[Start of Attachment]

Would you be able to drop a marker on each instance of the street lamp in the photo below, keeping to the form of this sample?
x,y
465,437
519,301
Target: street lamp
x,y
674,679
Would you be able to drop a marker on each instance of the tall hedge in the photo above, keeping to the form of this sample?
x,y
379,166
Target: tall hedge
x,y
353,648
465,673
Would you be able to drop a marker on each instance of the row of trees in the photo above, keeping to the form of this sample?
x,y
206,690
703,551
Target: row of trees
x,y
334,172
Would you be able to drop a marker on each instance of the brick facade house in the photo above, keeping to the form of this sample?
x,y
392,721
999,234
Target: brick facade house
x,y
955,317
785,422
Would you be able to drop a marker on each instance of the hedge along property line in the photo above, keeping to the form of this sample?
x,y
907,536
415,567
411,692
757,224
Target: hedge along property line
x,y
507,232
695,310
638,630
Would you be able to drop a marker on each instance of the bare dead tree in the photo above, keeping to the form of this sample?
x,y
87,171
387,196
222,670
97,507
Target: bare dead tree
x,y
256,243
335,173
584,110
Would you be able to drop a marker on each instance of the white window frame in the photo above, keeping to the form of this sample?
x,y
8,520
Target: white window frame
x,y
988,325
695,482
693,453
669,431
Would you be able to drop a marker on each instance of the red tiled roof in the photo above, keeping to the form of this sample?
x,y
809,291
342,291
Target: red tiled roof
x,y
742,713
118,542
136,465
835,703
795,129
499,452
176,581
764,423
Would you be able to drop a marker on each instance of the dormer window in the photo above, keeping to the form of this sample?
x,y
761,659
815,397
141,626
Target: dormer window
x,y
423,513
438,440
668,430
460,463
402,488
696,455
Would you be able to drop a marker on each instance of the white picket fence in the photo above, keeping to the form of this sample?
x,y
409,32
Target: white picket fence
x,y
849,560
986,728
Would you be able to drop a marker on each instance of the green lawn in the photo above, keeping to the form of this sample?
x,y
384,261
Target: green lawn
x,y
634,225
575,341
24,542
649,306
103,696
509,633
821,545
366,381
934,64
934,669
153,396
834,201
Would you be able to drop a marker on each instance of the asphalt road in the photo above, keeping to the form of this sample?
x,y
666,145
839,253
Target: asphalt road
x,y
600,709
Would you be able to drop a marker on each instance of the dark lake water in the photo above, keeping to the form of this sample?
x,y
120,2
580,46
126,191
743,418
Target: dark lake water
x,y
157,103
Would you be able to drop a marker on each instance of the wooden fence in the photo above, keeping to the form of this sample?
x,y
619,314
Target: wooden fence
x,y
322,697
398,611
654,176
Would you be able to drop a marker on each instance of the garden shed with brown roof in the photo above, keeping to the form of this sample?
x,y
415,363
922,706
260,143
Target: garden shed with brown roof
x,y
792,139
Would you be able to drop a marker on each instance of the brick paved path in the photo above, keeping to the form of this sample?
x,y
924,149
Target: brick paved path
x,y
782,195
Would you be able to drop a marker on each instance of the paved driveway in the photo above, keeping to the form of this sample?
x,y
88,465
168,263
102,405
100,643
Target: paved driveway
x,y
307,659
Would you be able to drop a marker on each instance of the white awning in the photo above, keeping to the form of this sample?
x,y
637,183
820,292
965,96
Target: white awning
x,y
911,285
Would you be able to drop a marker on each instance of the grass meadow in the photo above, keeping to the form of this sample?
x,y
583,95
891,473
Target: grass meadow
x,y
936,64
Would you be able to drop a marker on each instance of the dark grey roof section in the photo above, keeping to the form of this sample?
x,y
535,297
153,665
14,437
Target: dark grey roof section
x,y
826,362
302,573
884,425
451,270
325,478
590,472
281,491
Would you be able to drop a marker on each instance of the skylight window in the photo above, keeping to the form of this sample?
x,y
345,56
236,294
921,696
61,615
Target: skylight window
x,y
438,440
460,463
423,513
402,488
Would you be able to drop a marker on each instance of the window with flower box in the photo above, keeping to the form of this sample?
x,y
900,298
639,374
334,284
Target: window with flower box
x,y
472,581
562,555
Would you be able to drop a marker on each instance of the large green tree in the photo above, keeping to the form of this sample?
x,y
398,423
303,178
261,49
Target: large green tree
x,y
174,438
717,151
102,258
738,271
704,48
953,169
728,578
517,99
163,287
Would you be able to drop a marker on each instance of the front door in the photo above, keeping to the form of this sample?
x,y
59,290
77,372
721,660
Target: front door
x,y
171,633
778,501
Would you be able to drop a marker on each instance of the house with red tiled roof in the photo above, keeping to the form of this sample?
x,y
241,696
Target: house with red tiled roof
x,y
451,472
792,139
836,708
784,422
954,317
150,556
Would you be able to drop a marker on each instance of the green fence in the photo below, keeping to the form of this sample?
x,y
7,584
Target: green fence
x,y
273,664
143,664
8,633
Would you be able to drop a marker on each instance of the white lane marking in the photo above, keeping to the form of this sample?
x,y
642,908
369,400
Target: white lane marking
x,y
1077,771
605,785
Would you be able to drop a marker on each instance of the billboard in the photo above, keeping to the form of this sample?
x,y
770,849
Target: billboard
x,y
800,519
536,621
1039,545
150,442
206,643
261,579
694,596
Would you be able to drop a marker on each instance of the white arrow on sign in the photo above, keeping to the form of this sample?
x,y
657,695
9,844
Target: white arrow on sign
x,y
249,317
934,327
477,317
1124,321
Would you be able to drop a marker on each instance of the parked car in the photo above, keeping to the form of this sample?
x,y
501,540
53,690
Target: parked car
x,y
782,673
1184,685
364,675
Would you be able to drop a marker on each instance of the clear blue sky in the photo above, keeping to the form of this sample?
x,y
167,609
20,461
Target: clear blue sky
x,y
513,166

[End of Attachment]

What is expected
Identify the lines of the entries containing the string "below". Copy each such line.

Exercise answer
Would you be able to drop a marker on each instance of the street lamp in the photo below, keeping to the form of this sample?
Would you be able to drop a marker on each instance of the green fence in the photo below, keeping to the form of this sample?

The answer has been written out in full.